■ **EXCERPTED RECORDS**:
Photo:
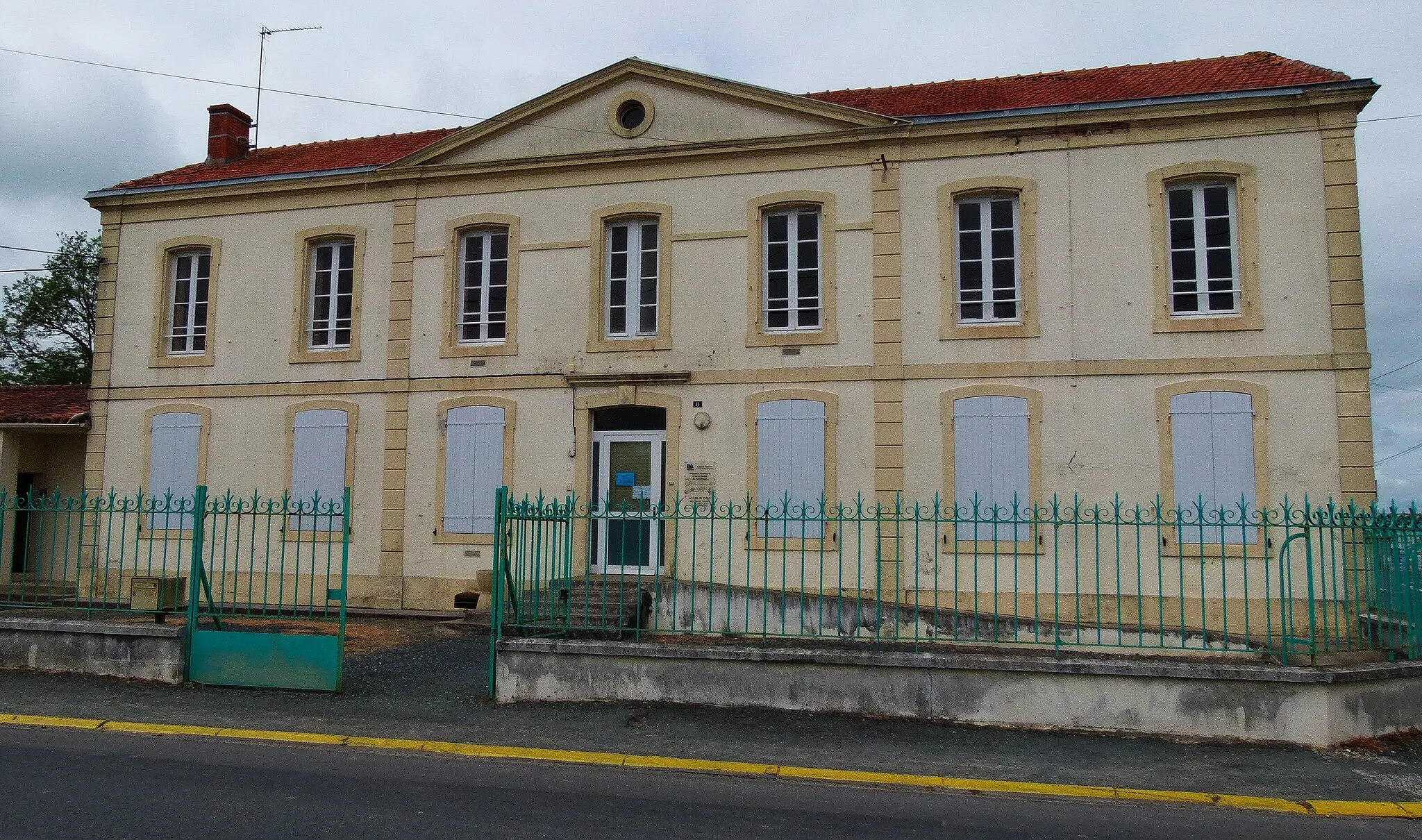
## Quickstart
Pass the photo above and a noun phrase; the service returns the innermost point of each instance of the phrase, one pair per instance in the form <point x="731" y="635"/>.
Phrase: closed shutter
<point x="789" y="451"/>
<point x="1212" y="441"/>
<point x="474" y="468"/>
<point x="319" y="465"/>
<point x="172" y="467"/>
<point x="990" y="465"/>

==

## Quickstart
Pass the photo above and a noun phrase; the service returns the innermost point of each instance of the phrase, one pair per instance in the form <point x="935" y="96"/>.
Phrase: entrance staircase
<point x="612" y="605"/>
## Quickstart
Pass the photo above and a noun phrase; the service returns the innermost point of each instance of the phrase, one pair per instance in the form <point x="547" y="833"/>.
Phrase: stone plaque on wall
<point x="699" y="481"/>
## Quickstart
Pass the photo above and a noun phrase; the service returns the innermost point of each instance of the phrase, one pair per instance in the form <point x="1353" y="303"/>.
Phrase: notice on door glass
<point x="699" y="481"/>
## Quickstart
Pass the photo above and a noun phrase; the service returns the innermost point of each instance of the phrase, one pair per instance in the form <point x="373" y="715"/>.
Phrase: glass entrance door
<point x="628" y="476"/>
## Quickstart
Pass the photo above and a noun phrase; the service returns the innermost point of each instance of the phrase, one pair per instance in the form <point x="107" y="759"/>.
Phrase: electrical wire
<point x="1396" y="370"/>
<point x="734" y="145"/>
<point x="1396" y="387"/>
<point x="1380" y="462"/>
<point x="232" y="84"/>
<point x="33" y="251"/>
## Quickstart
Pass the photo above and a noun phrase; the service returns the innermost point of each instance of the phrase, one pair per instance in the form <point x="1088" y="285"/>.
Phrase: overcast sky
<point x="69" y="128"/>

■ **GOAL OF THE EXERCISE**:
Count the lines in the rows above that contain the string "glass", and give only that number.

■ **SOLUTION FOR THIS EXERCISE**:
2